** What you will do **
Set out the stretch from the line containing "Outline each deer's back." through the line containing "59,12,536,364" as a two-column CSV with the header text,answer. Each row should pair one line with the answer that follows it, with each value in a single quoted field and any line breaks replaced by spaces.

** Information provided **
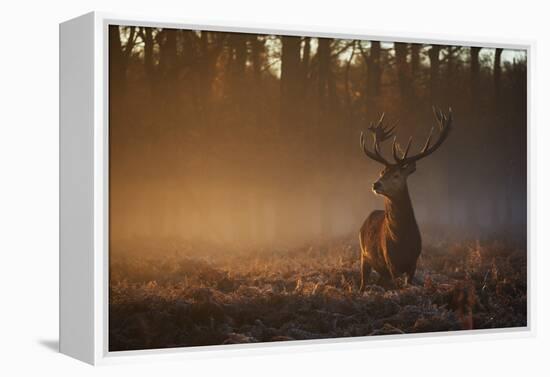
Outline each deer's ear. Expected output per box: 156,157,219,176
401,161,416,175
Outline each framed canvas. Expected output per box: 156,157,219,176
60,13,533,364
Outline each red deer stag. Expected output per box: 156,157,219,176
359,108,452,291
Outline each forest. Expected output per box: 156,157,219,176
109,25,527,350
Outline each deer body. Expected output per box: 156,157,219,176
359,185,422,288
359,110,452,290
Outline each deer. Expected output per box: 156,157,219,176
359,107,453,292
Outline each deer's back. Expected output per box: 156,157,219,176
359,210,389,275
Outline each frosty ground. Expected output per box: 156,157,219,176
109,237,527,351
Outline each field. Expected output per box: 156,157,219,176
109,237,527,351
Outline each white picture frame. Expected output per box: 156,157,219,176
59,12,536,364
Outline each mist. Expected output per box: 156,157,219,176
109,26,527,250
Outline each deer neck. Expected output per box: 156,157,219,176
385,186,418,240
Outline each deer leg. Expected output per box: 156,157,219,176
359,253,371,292
405,266,416,285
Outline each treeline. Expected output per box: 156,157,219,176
109,26,527,245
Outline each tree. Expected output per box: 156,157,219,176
281,36,301,134
394,42,412,104
470,47,481,108
109,25,136,94
428,45,441,103
493,48,502,107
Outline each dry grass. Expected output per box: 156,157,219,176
109,239,527,351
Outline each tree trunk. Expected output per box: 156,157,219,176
493,48,502,109
428,45,441,104
411,43,422,80
366,41,382,100
470,47,481,109
394,42,411,104
109,25,126,96
281,36,302,136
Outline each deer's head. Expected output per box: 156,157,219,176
361,108,453,199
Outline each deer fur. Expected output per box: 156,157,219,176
359,109,452,291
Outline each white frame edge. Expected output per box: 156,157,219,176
60,12,536,364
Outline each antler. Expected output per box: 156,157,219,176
393,107,453,165
360,107,453,166
360,113,396,166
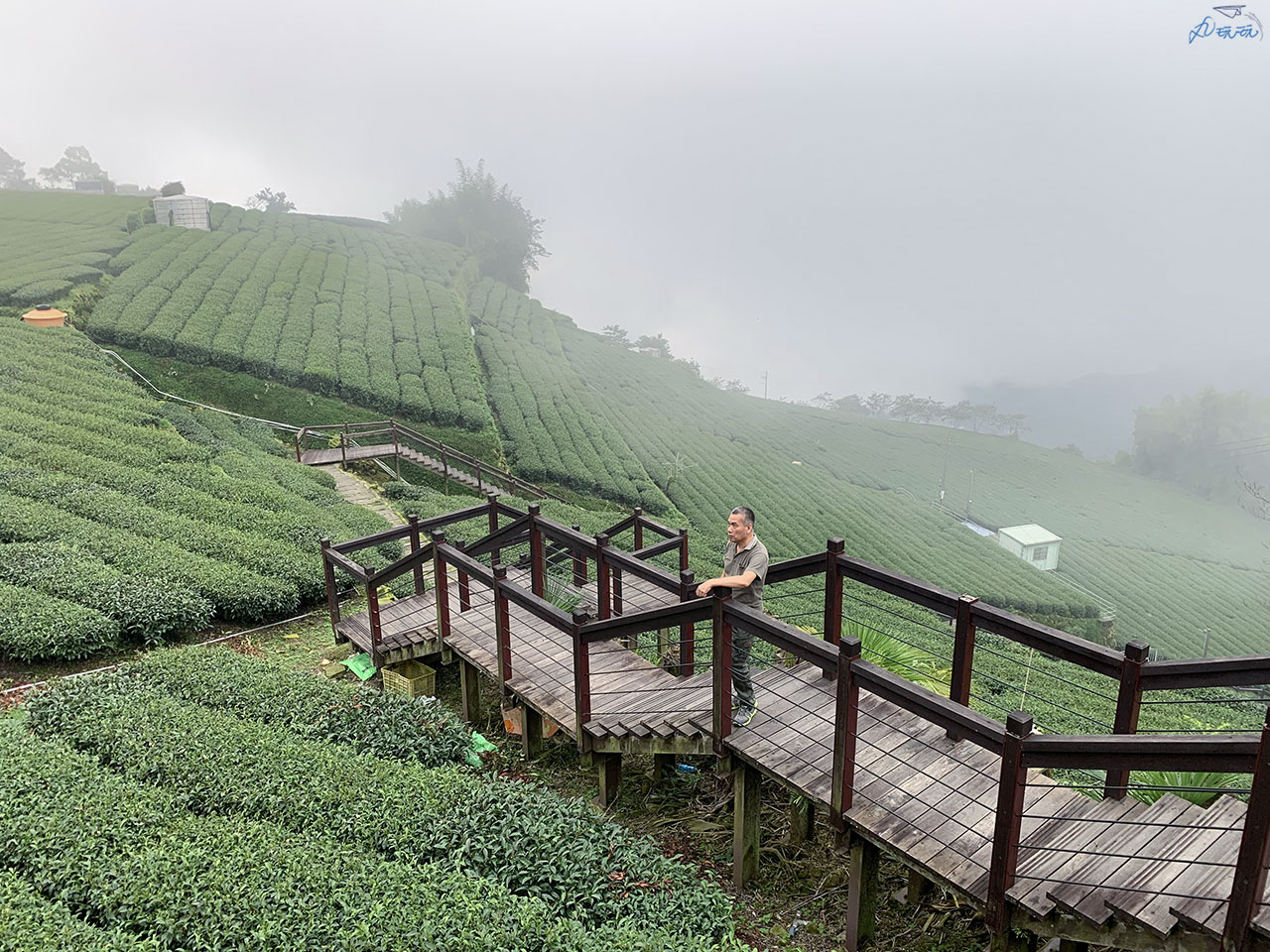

** Response to the task **
text,answer
"Outline each deer's back. Expected output per box: 156,157,219,176","359,210,389,275"
"Outline each frosty ground. Expected output per box: 156,157,219,176","109,237,527,351"
"Outline each field. Expected output per box: 156,157,219,176","109,237,527,351"
"Outline each white picture frame. Expected output per box: 156,157,219,176","59,12,536,364"